▸ TASK DESCRIPTION
Copy the rows from the first line through the line that contains "point(345, 192)", replacing every "tree bark" with "trunk bark" and keeping everything else the same.

▸ PROVIDED MATERIAL
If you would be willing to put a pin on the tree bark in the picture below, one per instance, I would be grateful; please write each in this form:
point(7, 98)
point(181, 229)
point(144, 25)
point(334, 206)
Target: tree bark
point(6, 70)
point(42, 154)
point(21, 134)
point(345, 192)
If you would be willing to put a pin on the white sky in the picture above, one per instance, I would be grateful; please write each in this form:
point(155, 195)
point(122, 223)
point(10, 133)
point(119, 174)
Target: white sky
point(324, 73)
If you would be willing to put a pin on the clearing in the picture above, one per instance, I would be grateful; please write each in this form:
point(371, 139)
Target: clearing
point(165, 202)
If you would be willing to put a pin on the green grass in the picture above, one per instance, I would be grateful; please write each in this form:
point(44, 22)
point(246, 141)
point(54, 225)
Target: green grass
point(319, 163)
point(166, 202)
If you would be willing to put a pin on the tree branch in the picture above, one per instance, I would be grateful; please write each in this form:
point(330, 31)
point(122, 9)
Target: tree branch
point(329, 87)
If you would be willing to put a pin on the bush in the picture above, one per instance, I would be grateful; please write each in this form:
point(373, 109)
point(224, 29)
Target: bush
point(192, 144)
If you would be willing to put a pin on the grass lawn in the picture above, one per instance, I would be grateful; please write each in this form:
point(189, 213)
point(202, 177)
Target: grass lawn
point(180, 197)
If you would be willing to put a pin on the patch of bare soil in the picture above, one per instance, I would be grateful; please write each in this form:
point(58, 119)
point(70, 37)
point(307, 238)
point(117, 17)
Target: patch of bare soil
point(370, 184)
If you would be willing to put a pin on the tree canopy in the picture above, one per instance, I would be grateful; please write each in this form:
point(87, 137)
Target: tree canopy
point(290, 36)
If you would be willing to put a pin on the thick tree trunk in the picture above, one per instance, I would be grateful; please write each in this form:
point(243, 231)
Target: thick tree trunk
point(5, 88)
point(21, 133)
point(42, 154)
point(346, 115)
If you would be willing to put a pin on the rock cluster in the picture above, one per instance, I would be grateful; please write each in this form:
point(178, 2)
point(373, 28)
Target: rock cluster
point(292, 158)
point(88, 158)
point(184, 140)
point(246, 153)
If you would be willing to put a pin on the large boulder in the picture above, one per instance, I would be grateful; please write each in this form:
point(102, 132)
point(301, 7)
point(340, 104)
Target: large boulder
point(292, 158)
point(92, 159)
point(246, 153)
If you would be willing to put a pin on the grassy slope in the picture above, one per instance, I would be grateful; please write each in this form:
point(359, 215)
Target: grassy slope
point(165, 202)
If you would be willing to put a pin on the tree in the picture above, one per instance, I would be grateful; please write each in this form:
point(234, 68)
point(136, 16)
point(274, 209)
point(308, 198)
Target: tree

▸ FULL OUTPUT
If you would be willing to put a pin on the trunk bark in the picture below, one per instance, I would be grateful; please write each in this form:
point(7, 98)
point(181, 229)
point(144, 25)
point(334, 206)
Target: trunk bark
point(6, 70)
point(42, 154)
point(21, 134)
point(345, 192)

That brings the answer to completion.